Data records
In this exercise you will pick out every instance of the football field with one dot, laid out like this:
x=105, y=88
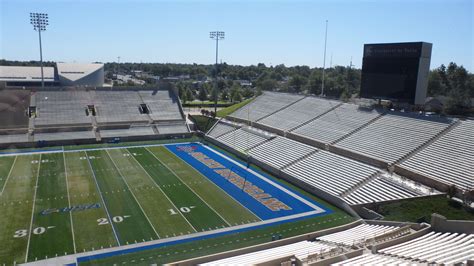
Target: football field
x=60, y=203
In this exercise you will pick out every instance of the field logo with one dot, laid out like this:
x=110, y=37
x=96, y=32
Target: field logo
x=71, y=209
x=252, y=190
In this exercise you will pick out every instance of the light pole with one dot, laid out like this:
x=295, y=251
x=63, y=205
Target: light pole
x=324, y=60
x=39, y=22
x=216, y=35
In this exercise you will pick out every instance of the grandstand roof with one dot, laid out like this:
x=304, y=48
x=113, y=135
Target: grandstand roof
x=25, y=73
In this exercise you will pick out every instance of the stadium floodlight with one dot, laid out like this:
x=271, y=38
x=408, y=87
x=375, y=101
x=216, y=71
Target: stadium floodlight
x=216, y=35
x=39, y=22
x=324, y=60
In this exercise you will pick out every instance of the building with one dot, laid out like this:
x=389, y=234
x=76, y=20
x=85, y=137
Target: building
x=63, y=74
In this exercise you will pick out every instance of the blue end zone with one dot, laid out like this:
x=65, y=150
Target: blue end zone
x=258, y=207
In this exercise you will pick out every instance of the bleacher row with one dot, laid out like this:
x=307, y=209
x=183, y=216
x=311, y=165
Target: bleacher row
x=434, y=248
x=69, y=107
x=434, y=147
x=355, y=182
x=431, y=248
x=78, y=114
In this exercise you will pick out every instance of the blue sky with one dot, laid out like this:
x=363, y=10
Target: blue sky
x=272, y=32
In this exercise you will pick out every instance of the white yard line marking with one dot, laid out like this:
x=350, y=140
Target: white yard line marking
x=8, y=176
x=221, y=189
x=33, y=210
x=131, y=191
x=291, y=193
x=69, y=203
x=102, y=198
x=158, y=186
x=188, y=186
x=91, y=149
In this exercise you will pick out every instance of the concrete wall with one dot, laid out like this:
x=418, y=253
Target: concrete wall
x=278, y=243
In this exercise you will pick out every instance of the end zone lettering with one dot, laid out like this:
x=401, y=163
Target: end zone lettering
x=71, y=209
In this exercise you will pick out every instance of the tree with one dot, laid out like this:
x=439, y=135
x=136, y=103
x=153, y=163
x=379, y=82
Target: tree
x=189, y=95
x=267, y=85
x=202, y=94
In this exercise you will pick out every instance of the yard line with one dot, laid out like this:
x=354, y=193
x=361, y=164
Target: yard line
x=8, y=176
x=220, y=189
x=188, y=186
x=33, y=210
x=102, y=198
x=126, y=183
x=69, y=203
x=158, y=186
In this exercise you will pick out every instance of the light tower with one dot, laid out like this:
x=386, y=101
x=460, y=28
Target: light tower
x=39, y=22
x=216, y=35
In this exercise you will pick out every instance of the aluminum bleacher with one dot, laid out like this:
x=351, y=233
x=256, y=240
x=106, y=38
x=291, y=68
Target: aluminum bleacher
x=357, y=235
x=331, y=172
x=62, y=108
x=298, y=113
x=449, y=159
x=393, y=136
x=435, y=248
x=273, y=256
x=380, y=189
x=163, y=105
x=264, y=105
x=337, y=123
x=280, y=152
x=120, y=107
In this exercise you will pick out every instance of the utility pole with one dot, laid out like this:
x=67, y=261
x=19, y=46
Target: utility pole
x=216, y=35
x=324, y=60
x=39, y=22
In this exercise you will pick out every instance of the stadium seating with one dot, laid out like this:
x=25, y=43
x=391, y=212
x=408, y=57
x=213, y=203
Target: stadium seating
x=220, y=129
x=380, y=189
x=300, y=250
x=242, y=139
x=373, y=259
x=449, y=159
x=323, y=166
x=357, y=235
x=280, y=152
x=118, y=107
x=264, y=105
x=61, y=108
x=162, y=103
x=393, y=136
x=337, y=123
x=435, y=248
x=298, y=113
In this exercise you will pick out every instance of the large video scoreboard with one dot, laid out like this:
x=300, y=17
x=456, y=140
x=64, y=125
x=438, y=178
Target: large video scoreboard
x=396, y=71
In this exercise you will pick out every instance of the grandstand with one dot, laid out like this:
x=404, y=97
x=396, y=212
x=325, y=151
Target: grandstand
x=86, y=116
x=393, y=136
x=298, y=113
x=266, y=105
x=337, y=123
x=449, y=159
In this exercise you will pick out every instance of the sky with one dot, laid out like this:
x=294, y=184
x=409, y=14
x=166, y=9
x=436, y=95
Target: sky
x=262, y=31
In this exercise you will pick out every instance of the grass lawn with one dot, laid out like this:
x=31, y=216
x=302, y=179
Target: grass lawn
x=415, y=209
x=227, y=111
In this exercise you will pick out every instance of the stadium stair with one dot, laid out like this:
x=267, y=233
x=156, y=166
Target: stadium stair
x=357, y=129
x=427, y=143
x=314, y=118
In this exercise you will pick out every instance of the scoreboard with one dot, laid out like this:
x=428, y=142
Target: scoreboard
x=396, y=71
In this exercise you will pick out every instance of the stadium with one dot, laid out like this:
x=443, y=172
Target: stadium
x=94, y=176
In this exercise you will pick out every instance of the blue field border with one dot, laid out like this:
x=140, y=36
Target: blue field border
x=181, y=241
x=269, y=176
x=296, y=203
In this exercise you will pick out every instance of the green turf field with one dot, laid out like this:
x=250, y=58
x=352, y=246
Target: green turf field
x=54, y=204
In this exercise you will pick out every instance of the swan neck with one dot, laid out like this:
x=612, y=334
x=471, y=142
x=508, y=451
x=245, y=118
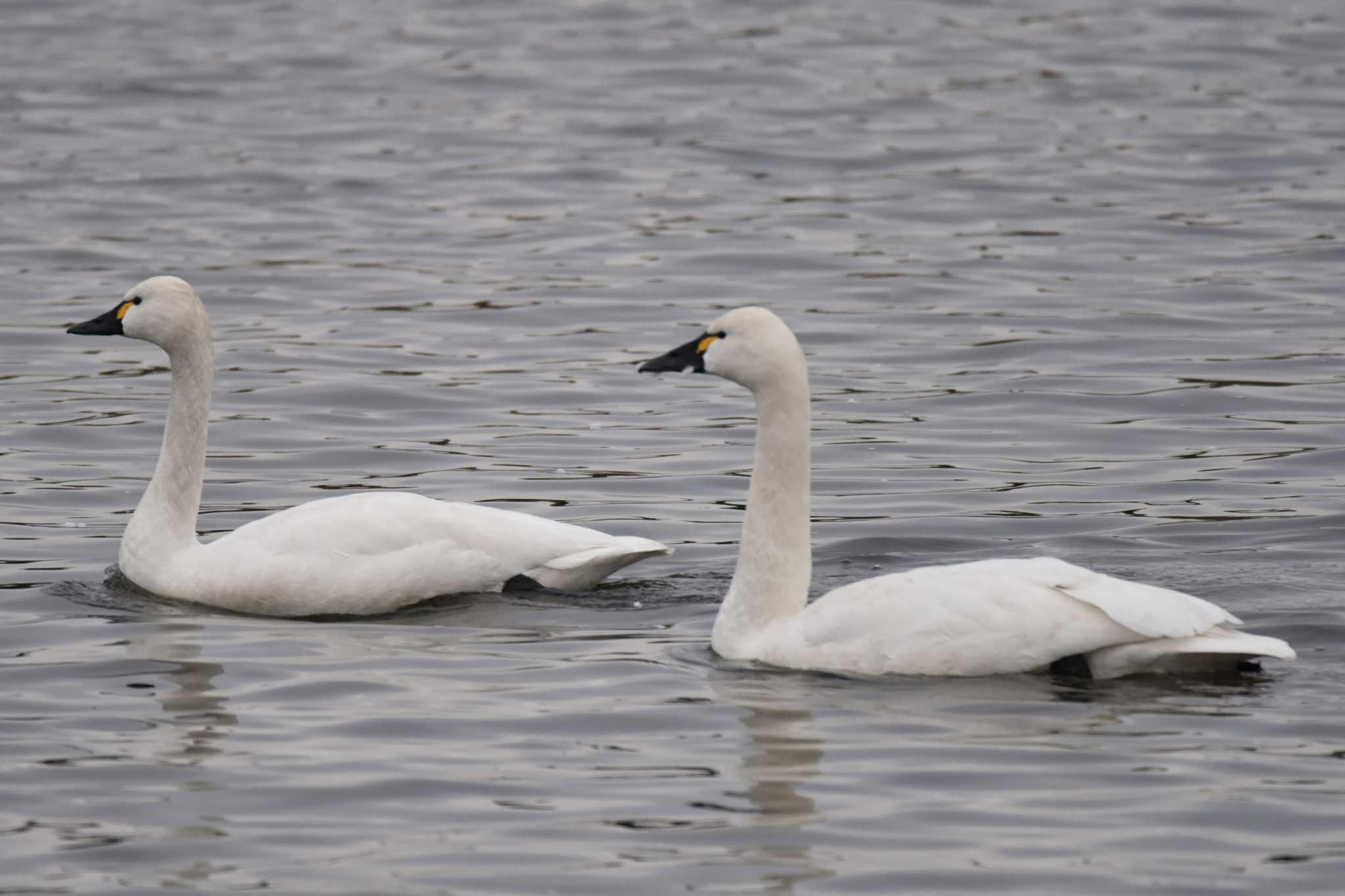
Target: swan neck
x=775, y=557
x=165, y=519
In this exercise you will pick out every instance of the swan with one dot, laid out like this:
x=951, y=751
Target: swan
x=986, y=617
x=355, y=554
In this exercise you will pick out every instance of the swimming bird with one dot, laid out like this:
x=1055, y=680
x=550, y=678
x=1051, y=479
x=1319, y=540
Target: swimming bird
x=959, y=620
x=355, y=554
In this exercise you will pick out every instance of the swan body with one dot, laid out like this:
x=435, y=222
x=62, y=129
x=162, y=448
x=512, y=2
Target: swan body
x=357, y=554
x=986, y=617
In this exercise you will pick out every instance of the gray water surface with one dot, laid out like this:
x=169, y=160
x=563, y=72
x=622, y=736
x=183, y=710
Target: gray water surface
x=1070, y=281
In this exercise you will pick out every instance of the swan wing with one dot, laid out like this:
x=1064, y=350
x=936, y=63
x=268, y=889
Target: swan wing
x=986, y=617
x=373, y=553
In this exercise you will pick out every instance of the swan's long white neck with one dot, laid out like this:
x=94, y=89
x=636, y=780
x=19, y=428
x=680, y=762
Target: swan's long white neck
x=164, y=522
x=775, y=558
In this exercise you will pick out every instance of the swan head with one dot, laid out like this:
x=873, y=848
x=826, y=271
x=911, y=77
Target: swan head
x=164, y=310
x=749, y=345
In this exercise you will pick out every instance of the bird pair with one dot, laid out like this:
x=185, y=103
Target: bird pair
x=373, y=553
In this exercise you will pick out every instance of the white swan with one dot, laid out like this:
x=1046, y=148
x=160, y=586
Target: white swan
x=962, y=620
x=357, y=554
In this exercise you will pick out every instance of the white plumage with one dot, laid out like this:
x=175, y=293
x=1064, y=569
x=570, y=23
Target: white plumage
x=355, y=554
x=962, y=620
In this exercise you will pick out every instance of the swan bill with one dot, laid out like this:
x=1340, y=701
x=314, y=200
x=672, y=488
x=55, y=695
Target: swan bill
x=106, y=324
x=684, y=358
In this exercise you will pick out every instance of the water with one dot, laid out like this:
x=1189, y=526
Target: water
x=1070, y=281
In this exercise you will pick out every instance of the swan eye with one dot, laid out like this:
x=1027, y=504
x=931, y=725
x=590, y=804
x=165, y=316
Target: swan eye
x=705, y=343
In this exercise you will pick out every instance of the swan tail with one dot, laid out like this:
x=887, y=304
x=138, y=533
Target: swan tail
x=585, y=568
x=1216, y=651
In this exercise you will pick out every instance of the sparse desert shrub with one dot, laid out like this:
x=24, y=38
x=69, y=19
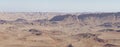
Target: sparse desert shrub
x=36, y=32
x=85, y=35
x=106, y=30
x=99, y=40
x=109, y=45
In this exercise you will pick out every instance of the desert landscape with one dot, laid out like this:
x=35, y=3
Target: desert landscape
x=55, y=29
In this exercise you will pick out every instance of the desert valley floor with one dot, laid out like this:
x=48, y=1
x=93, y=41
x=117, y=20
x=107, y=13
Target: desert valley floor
x=37, y=29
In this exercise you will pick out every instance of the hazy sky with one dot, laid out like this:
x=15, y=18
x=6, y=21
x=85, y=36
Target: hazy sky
x=60, y=5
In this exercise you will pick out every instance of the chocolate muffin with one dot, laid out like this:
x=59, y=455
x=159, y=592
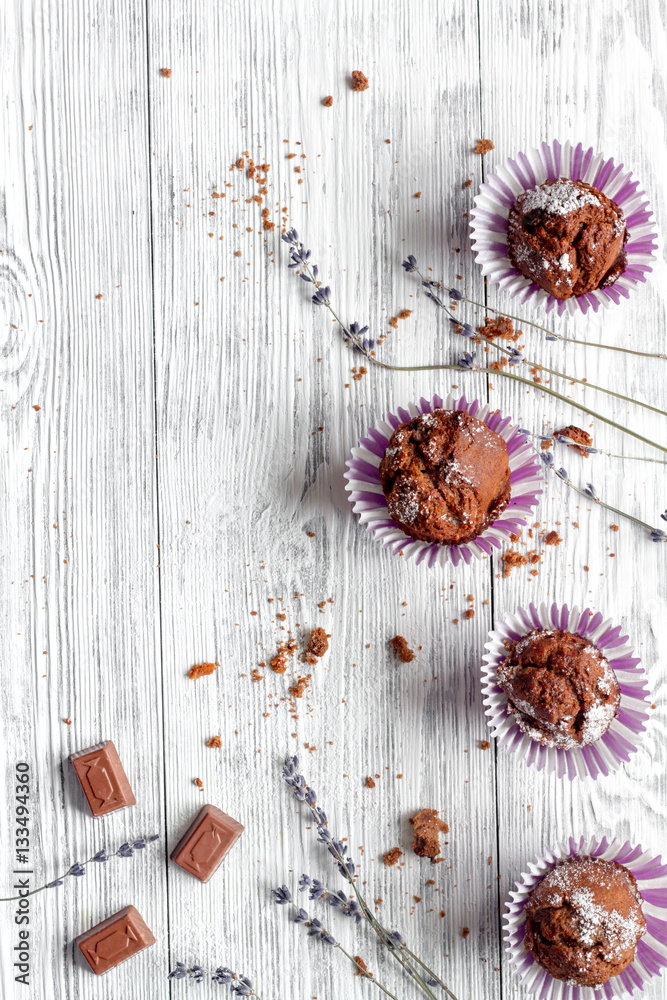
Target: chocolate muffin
x=446, y=476
x=583, y=921
x=568, y=237
x=560, y=688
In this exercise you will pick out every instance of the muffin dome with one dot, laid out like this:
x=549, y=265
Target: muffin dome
x=567, y=236
x=583, y=921
x=559, y=687
x=445, y=476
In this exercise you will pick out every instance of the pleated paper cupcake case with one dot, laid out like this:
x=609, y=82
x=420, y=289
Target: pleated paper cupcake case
x=368, y=500
x=626, y=731
x=488, y=221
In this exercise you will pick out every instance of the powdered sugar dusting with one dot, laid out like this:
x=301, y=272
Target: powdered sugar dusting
x=560, y=198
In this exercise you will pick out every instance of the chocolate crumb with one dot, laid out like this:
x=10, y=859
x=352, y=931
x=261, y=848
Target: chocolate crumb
x=512, y=559
x=279, y=662
x=201, y=670
x=359, y=81
x=401, y=648
x=427, y=827
x=579, y=436
x=298, y=688
x=317, y=645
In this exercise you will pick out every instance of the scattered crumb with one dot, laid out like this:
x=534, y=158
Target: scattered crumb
x=316, y=646
x=359, y=81
x=298, y=688
x=427, y=827
x=279, y=662
x=500, y=328
x=511, y=559
x=401, y=648
x=576, y=434
x=201, y=670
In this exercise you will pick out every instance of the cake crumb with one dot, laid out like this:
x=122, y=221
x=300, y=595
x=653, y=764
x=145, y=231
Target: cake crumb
x=511, y=559
x=401, y=648
x=317, y=645
x=299, y=687
x=427, y=828
x=279, y=662
x=582, y=438
x=359, y=81
x=201, y=670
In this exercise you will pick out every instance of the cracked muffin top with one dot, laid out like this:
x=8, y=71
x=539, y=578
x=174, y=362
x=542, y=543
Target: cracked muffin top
x=445, y=476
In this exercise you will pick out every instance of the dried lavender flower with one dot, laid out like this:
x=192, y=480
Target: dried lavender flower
x=78, y=869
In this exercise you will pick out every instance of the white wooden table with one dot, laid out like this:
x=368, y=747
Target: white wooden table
x=185, y=466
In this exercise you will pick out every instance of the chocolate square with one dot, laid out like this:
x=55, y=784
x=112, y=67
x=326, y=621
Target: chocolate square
x=114, y=940
x=206, y=841
x=103, y=778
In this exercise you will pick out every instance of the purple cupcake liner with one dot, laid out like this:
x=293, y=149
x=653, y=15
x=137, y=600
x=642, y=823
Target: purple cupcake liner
x=651, y=957
x=488, y=221
x=624, y=735
x=368, y=500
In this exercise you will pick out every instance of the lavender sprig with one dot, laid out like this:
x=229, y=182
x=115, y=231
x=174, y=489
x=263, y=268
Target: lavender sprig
x=411, y=266
x=78, y=869
x=590, y=493
x=239, y=985
x=292, y=239
x=391, y=940
x=513, y=355
x=316, y=929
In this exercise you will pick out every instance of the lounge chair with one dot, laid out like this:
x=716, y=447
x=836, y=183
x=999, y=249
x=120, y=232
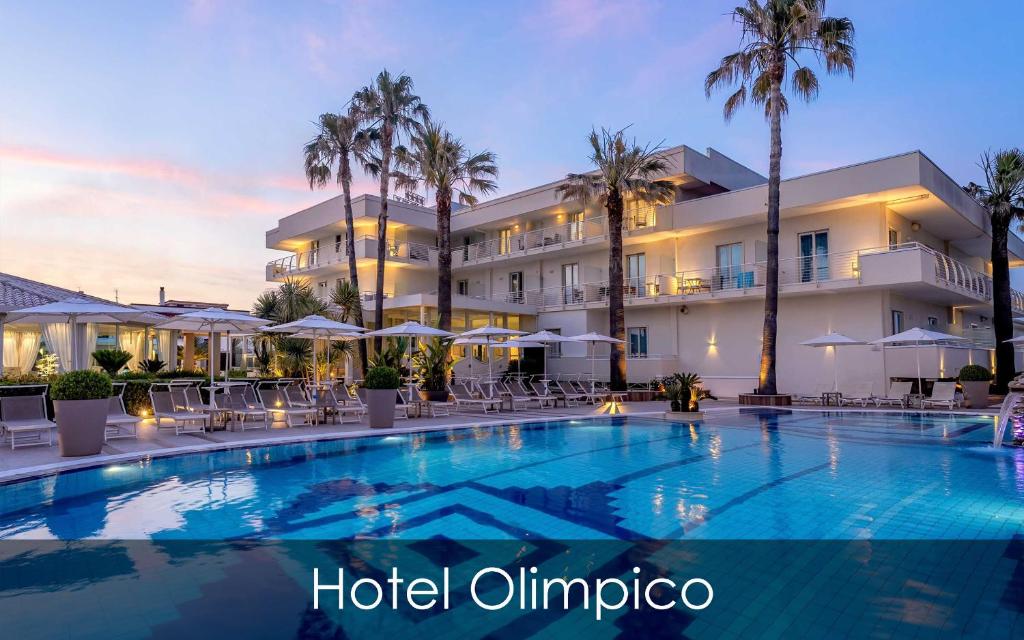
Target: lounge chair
x=898, y=393
x=120, y=424
x=463, y=396
x=860, y=394
x=274, y=402
x=243, y=411
x=165, y=408
x=24, y=422
x=943, y=394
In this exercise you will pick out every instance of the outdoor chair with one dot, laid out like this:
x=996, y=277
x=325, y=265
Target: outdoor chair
x=943, y=394
x=24, y=422
x=165, y=408
x=898, y=393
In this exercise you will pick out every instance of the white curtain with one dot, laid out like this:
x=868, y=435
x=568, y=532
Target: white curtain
x=134, y=342
x=167, y=347
x=57, y=336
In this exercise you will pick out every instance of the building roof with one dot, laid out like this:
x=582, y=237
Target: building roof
x=18, y=293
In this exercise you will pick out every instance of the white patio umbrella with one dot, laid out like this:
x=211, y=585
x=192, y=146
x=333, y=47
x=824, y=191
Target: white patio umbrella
x=411, y=330
x=488, y=333
x=213, y=321
x=834, y=340
x=313, y=328
x=919, y=338
x=592, y=339
x=546, y=337
x=77, y=309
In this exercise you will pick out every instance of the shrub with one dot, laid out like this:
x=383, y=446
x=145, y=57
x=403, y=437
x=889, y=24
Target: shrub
x=975, y=373
x=81, y=385
x=382, y=378
x=112, y=360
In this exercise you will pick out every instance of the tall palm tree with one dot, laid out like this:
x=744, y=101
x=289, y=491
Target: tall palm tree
x=328, y=155
x=390, y=111
x=775, y=33
x=624, y=169
x=1003, y=198
x=441, y=162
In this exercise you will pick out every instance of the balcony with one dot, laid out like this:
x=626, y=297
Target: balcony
x=321, y=260
x=910, y=266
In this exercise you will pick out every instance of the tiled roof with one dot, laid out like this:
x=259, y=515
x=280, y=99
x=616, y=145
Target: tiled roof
x=18, y=293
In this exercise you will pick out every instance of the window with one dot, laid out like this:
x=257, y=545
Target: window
x=515, y=287
x=570, y=284
x=574, y=226
x=897, y=322
x=728, y=259
x=813, y=256
x=637, y=338
x=505, y=241
x=636, y=273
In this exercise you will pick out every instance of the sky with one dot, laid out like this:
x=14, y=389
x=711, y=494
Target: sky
x=154, y=143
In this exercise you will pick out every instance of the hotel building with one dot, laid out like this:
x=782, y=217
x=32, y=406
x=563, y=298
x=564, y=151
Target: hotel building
x=866, y=250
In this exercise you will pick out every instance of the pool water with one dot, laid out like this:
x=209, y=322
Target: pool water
x=759, y=474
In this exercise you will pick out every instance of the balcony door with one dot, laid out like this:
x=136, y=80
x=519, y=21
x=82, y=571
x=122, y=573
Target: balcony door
x=570, y=284
x=813, y=256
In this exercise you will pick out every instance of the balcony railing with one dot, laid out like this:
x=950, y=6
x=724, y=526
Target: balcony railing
x=365, y=245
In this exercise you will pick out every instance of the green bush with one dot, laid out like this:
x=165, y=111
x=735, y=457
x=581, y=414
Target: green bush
x=112, y=360
x=81, y=385
x=382, y=378
x=975, y=373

Task prompt
For this exercise, return exactly the lines above from the line with "x=302, y=179" through the line with "x=951, y=751", both included. Do not copy the pictures.

Written answer
x=302, y=179
Target: grass lawn
x=415, y=209
x=227, y=111
In this exercise you will pick out every instance of the stadium stair with one dot, laid out like this:
x=267, y=233
x=156, y=166
Target: stadium stair
x=357, y=129
x=427, y=143
x=314, y=118
In this exercise you will pick out every instance of the scoreboard with one dot, laid out like this:
x=428, y=142
Target: scoreboard
x=396, y=71
In this exercise you will pick out every instance of the stadium with one dot, laid out like this:
x=443, y=172
Target: stadium
x=94, y=176
In this exercise you will pick out every instance of the blue field border with one dot, laid out like this:
x=140, y=36
Target: blue field border
x=181, y=241
x=269, y=176
x=296, y=203
In this exercise you will pick out every instance of the green turf field with one dot, laid out like this:
x=250, y=58
x=352, y=246
Target: green turf field
x=54, y=204
In this exercise you will pick out every instance of the swan neck with one dot, laid out like this:
x=612, y=334
x=471, y=142
x=508, y=451
x=245, y=118
Target: swan neck
x=775, y=557
x=165, y=519
In this exercise you will pick out every instance of the swan with one dot, laid out like this:
x=951, y=751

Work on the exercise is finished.